== Selection ==
With respect to Figure 6, a further example of a thermoacoustic cooling module implemented in embodiments of the application is further shown. In the example shown in Figure 6, the component to be cooled is the transducer, for example the heat generated by the coil or magnet in the transducer. As indicated herein the transducer is typically located at one end of the resonator chamber 101 /back volume which does not readily allow thermoacoustic cooling to occur as the cooling or heat transfer in a half wavelength cooling mode occurs from the centre to the end of the chamber. In such embodiments the first heat exchanger 107 located near the centre of the resonator chamber 101 is coupled via a heat conductor 501 to the transducer (hot spot 105 or heat source). Furthermore at the other end of the stack 109 to the opposite end of the resonator chamber 101 to the hot spot (transducer) 105 is the second heat exchanger 11 1. In such embodiments, the heat conductor 501 can thus be configured to pass the heat generated from the speaker coil and magnet to the first heat exchanger 107 which then using the thermoacoustic cooling effect generated by the combination of the acoustic wave over the stack 109 can efficiently transfer the heat from the first heat exchanger 107 to the second heat exchanger 111 and further to a convection part 113 in the same way as described herein in the half wavelength mode of cooling. With respect to Figures 7a, 7b and 7c, examples of quarter wavelength resonator chamber modes of thermoacoustic cooling are shown. In all three of the examples shown the quarter wavelength resonator chamber 101 has a length which is a quarter of the wavelength of a standing wave. In the first example shown in Figure 7a the quarter wave resonator chamber 601 is configured with a first end 603 sealed or closed by the speaker 33 or transducer and the other end 605 open. The frequency of the acoustic wave and the length of the resonator chamber is such that a standing wave is formed with a low flow velocity and high pressure at the first end 603 sealed by the speaker 33 and with a high flow velocity and low pressure at the other end 605. In such embodiments the transfer of heat energy can be shown to occur from the area of minimum pressure (near, but within the resonator, the open or other end 605) to the area of maximum pressure (at the first end 603 which has been closed or sealed by the speaker 33).

== Written task 1 ==
Extract the full passage on thermoacoustic cooling, reproducing it word for word.

== Available data ==
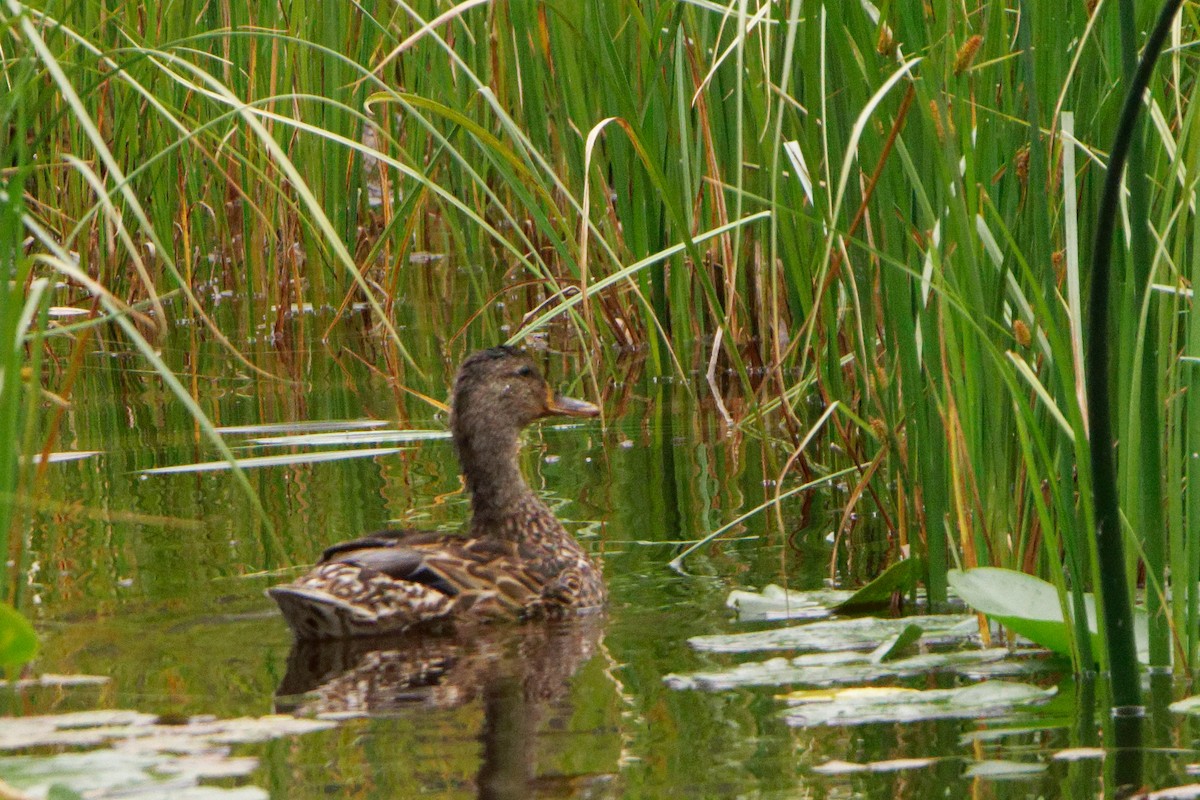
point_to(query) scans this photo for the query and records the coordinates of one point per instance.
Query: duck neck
(493, 476)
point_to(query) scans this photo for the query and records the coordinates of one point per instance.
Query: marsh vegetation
(821, 264)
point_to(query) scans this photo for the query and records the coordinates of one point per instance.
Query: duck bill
(559, 405)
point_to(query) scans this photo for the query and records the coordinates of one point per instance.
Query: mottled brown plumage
(515, 561)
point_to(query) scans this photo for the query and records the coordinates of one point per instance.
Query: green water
(156, 582)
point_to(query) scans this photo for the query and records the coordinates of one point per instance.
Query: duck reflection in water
(521, 677)
(426, 599)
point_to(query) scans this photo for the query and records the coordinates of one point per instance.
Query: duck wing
(451, 565)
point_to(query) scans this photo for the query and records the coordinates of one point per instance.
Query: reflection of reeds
(807, 208)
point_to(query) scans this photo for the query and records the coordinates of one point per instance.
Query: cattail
(965, 58)
(1021, 332)
(886, 43)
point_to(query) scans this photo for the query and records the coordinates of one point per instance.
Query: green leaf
(1030, 607)
(901, 576)
(18, 642)
(894, 645)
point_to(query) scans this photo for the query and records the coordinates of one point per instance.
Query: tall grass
(805, 203)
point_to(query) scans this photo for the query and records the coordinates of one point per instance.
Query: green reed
(796, 204)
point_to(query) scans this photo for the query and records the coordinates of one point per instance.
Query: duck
(513, 561)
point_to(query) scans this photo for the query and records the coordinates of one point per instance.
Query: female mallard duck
(515, 561)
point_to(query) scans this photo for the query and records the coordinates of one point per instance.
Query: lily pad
(18, 641)
(901, 576)
(1003, 770)
(888, 765)
(775, 603)
(894, 645)
(1187, 705)
(862, 633)
(1030, 607)
(274, 461)
(865, 705)
(844, 668)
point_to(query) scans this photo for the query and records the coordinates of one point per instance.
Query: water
(155, 581)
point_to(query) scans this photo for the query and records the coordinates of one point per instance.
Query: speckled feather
(515, 561)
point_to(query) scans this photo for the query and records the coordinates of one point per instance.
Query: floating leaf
(1187, 705)
(901, 576)
(274, 461)
(850, 667)
(315, 426)
(864, 705)
(862, 633)
(888, 765)
(775, 602)
(18, 641)
(1000, 769)
(897, 644)
(1030, 607)
(352, 438)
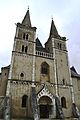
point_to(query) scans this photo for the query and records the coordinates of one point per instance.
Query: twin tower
(39, 84)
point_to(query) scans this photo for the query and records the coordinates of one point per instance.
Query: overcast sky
(65, 13)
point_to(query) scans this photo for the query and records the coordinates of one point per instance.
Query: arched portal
(45, 107)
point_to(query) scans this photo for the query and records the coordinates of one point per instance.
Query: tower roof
(53, 30)
(26, 21)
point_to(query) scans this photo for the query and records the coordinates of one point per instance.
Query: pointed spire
(53, 30)
(26, 21)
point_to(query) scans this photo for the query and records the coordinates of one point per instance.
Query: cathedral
(39, 83)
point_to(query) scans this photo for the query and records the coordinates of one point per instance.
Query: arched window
(24, 36)
(24, 100)
(63, 102)
(27, 37)
(63, 81)
(26, 49)
(60, 46)
(44, 68)
(22, 48)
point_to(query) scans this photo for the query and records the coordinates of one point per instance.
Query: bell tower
(23, 48)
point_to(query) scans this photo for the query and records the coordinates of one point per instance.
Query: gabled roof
(26, 21)
(74, 72)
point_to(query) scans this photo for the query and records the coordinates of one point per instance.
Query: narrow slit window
(22, 48)
(63, 102)
(27, 37)
(24, 100)
(24, 36)
(26, 49)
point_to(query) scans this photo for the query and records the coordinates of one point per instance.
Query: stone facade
(39, 81)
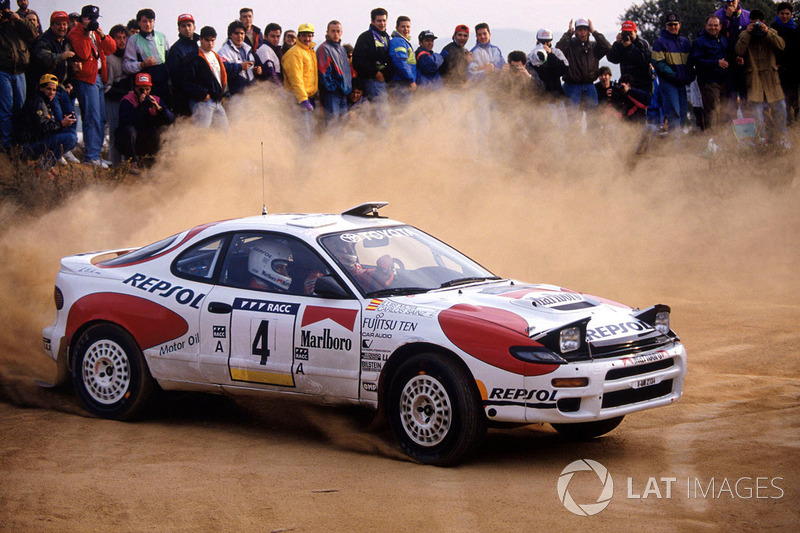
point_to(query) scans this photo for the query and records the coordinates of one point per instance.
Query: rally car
(355, 308)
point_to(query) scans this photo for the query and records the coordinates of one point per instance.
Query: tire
(434, 410)
(587, 430)
(109, 373)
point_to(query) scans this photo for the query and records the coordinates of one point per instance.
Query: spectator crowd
(131, 82)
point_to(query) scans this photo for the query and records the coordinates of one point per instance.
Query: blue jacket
(403, 59)
(705, 55)
(671, 59)
(428, 65)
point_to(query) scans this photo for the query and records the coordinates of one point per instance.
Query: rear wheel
(587, 430)
(110, 374)
(434, 410)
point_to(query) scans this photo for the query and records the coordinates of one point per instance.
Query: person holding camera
(758, 44)
(141, 119)
(38, 130)
(91, 46)
(632, 54)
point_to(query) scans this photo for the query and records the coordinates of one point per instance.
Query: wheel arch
(403, 353)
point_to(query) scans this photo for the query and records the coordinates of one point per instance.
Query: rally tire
(109, 373)
(583, 431)
(434, 410)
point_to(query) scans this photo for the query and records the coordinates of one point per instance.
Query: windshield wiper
(464, 281)
(398, 291)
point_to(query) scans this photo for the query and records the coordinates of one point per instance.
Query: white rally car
(356, 308)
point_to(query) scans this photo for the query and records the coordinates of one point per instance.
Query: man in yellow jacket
(299, 66)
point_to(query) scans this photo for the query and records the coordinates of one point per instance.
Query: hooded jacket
(761, 67)
(299, 66)
(88, 51)
(705, 55)
(671, 59)
(584, 57)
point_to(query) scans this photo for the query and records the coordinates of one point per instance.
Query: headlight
(569, 339)
(661, 323)
(536, 354)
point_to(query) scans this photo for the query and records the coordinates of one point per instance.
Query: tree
(651, 15)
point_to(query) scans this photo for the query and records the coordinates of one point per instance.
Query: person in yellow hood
(299, 66)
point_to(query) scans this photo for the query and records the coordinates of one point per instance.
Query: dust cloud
(525, 197)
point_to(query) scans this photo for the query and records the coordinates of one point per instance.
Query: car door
(269, 330)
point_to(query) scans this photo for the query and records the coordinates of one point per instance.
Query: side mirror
(329, 287)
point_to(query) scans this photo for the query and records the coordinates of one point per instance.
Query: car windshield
(400, 260)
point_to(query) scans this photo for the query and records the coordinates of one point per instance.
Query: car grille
(629, 396)
(626, 372)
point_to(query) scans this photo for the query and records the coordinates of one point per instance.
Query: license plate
(646, 382)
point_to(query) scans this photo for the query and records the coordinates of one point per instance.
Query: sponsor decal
(378, 234)
(344, 317)
(615, 330)
(556, 299)
(387, 306)
(265, 306)
(165, 289)
(371, 366)
(378, 323)
(326, 341)
(179, 345)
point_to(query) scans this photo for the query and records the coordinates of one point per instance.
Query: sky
(439, 16)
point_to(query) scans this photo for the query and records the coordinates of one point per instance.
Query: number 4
(262, 339)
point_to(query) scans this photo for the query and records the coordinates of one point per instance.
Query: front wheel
(587, 430)
(110, 374)
(434, 410)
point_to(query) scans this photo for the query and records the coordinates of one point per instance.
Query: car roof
(363, 216)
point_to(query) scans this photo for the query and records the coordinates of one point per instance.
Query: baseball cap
(90, 11)
(48, 78)
(59, 15)
(143, 79)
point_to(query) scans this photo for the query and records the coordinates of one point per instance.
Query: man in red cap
(456, 57)
(632, 54)
(141, 120)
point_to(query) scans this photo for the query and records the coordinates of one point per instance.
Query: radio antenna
(263, 188)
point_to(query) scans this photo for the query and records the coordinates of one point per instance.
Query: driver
(370, 278)
(269, 262)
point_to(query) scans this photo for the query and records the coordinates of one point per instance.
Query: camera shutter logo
(587, 509)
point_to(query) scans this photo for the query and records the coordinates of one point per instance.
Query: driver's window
(272, 263)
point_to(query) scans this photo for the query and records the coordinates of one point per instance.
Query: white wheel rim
(106, 372)
(425, 410)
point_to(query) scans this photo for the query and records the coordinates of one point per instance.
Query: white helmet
(544, 35)
(269, 261)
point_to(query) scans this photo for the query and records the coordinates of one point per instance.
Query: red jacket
(87, 54)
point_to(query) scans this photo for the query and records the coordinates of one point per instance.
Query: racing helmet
(344, 249)
(270, 262)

== Written task 2 ==
Pick out each line of the listing that contains the word "person", and copy those lines.

== Right answer 1 ==
With respect to Figure 6, a further example of a thermoacoustic cooling module implemented in embodiments of the application is further shown. In the example shown in Figure 6, the component to be cooled is the transducer, for example the heat generated by the coil or magnet in the transducer. As indicated herein the transducer is typically located at one end of the resonator chamber 101 /back volume which does not readily allow thermoacoustic cooling to occur as the cooling or heat transfer in a half wavelength cooling mode occurs from the centre to the end of the chamber. In such embodiments the first heat exchanger 107 located near the centre of the resonator chamber 101 is coupled via a heat conductor 501 to the transducer (hot spot 105 or heat source). Furthermore at the other end of the stack 109 to the opposite end of the resonator chamber 101 to the hot spot (transducer) 105 is the second heat exchanger 11 1. In such embodiments, the heat conductor 501 can thus be configured to pass the heat generated from the speaker coil and magnet to the first heat exchanger 107 which then using the thermoacoustic cooling effect generated by the combination of the acoustic wave over the stack 109 can efficiently transfer the heat from the first heat exchanger 107 to the second heat exchanger 111 and further to a convection part 113 in the same way as described herein in the half wavelength mode of cooling. With respect to Figures 7a, 7b and 7c, examples of quarter wavelength resonator chamber modes of thermoacoustic cooling are shown. In all three of the examples shown the quarter wavelength resonator chamber 101 has a length which is a quarter of the wavelength of a standing wave. In the first example shown in Figure 7a the quarter wave resonator chamber 601 is configured with a first end 603 sealed or closed by the speaker 33 or transducer and the other end 605 open. The frequency of the acoustic wave and the length of the resonator chamber is such that a standing wave is formed with a low flow velocity and high pressure at the first end 603 sealed by the speaker 33 and with a high flow velocity and low pressure at the other end 605. In such embodiments the transfer of heat energy can be shown to occur from the area of minimum pressure (near, but within the resonator, the open or other end 605) to the area of maximum pressure (at the first end 603 which has been closed or sealed by the speaker 33).

== Right answer 2 ==
Query: person holding camera
Query: person in yellow hood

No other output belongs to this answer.